▶ WHAT THE TASK ASKS
If a line in the listing carries the word "concrete", return a copy of that line.
***** TASK INPUT
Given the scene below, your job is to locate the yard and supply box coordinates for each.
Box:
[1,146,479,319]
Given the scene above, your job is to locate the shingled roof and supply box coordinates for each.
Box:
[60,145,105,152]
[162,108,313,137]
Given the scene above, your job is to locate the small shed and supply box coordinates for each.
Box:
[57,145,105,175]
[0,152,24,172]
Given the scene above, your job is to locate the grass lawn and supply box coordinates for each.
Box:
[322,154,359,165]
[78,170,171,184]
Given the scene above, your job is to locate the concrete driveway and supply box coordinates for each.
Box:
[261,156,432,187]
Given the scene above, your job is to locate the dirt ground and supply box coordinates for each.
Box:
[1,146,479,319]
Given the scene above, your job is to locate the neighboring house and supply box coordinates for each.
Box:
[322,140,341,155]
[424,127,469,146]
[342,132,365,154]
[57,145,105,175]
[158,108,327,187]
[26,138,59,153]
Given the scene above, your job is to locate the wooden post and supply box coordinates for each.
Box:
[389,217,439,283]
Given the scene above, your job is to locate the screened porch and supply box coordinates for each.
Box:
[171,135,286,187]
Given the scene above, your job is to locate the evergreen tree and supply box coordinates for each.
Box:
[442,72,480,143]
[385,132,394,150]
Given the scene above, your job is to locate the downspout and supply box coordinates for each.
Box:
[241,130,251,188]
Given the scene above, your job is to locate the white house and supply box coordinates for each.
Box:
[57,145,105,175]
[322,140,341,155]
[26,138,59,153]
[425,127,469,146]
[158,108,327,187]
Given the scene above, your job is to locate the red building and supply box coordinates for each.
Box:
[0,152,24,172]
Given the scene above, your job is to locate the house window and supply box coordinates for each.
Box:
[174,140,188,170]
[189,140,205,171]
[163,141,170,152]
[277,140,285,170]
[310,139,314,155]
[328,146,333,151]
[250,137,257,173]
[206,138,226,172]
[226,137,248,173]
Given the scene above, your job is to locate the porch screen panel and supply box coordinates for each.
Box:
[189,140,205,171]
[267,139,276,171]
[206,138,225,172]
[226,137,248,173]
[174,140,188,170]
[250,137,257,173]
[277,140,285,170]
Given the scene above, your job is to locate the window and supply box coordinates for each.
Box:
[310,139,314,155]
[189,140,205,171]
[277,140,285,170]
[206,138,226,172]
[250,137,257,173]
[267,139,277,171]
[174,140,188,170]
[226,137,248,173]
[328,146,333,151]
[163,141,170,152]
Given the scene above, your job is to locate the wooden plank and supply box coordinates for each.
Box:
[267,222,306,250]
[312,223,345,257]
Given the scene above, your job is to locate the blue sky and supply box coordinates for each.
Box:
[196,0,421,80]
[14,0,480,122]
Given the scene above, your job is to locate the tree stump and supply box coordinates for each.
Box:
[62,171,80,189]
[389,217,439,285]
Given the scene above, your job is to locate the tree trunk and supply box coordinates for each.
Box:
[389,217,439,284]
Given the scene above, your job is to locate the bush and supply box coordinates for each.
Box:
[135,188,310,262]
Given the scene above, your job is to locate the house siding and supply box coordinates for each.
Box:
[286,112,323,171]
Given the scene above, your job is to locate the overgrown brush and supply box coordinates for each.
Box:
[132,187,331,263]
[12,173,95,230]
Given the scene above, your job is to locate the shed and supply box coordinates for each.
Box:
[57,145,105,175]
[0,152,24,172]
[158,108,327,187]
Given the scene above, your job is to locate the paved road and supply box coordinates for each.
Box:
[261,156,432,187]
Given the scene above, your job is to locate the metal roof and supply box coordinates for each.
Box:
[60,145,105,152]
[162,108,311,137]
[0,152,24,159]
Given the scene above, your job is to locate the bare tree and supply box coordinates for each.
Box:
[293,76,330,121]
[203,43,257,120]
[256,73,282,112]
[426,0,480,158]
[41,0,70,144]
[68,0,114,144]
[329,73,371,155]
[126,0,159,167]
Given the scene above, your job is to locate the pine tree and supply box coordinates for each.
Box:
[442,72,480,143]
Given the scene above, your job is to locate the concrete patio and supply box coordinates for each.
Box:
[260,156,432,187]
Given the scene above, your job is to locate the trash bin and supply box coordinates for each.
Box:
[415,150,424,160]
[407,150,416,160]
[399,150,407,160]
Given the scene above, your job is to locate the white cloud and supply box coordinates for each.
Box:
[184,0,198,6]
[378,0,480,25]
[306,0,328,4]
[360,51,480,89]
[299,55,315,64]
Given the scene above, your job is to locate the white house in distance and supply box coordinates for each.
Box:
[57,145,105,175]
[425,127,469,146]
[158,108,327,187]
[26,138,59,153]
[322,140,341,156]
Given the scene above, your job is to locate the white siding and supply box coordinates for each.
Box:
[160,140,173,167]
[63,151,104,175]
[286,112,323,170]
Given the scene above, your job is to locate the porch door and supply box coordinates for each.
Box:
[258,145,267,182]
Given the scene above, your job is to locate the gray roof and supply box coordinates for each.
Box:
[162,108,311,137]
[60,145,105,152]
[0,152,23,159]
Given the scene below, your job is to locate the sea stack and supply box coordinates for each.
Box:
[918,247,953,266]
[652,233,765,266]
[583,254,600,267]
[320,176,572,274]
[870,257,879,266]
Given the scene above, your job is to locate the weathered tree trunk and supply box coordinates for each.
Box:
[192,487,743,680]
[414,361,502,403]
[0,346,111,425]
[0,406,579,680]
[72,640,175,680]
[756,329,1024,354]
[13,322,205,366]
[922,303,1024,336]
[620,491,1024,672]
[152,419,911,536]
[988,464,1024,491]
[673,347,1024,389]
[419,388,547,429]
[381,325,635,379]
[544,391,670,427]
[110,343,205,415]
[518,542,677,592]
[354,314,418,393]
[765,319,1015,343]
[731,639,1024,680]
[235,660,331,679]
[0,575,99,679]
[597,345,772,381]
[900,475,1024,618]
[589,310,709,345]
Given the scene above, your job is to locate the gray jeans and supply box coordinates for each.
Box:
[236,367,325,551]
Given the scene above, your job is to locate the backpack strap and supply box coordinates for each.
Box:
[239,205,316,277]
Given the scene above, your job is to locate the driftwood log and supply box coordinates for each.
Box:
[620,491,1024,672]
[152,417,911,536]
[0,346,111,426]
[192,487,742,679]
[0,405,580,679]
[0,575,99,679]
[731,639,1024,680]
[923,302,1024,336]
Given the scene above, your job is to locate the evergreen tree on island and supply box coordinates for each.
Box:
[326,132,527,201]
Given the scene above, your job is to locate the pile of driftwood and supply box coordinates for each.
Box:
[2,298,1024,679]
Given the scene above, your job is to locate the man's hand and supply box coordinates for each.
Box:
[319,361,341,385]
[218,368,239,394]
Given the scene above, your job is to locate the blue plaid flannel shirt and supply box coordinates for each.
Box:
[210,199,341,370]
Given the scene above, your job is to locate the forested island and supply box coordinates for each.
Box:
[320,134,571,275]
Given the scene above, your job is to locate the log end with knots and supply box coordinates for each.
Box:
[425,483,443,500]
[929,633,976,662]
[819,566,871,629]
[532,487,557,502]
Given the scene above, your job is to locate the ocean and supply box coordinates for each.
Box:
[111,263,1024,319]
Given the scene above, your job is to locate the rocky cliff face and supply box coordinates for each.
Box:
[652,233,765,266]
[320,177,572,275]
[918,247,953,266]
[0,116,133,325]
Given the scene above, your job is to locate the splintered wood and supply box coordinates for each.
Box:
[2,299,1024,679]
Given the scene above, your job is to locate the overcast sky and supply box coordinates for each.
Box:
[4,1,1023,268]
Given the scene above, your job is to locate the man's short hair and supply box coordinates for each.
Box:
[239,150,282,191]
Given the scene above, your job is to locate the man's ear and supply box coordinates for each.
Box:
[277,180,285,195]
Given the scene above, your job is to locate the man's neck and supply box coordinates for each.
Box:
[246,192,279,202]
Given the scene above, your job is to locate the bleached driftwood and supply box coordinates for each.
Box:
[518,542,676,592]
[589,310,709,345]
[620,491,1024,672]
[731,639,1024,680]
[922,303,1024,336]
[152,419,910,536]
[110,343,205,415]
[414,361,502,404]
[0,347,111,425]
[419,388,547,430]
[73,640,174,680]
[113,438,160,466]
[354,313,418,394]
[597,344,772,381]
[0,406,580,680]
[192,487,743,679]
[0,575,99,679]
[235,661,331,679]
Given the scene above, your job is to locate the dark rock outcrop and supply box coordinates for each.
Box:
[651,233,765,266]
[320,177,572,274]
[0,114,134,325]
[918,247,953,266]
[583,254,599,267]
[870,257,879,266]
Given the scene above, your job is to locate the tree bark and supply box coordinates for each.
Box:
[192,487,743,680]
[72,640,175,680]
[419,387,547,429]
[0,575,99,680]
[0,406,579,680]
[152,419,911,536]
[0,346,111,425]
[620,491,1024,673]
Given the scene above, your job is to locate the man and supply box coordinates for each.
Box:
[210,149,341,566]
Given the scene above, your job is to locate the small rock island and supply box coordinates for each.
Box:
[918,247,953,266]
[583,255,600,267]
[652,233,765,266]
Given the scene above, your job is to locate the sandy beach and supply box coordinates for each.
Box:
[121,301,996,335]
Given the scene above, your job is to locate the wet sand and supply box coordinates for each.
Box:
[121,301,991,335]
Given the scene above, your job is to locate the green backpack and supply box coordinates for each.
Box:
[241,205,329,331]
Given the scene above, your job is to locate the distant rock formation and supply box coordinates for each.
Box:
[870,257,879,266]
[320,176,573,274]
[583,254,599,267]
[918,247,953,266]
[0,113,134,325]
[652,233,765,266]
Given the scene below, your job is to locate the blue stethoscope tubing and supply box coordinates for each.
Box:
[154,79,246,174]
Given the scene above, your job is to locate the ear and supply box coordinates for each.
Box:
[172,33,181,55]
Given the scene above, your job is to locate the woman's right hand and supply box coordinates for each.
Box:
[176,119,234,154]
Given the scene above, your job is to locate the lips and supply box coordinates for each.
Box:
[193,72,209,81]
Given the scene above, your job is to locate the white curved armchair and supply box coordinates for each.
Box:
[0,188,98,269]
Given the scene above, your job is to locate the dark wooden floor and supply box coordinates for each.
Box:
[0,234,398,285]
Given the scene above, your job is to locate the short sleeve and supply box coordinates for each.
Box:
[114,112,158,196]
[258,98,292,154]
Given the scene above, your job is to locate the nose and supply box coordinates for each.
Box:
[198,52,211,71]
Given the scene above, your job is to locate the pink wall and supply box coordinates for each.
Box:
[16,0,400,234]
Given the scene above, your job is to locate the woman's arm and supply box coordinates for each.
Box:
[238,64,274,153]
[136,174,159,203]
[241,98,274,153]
**********
▶ TASK SOLUTION
Given the scene above, your job is to locate the concrete driveway and supply box coordinates for each.
Given the scene above, your job is to locate the concrete patio and supply box coordinates for each.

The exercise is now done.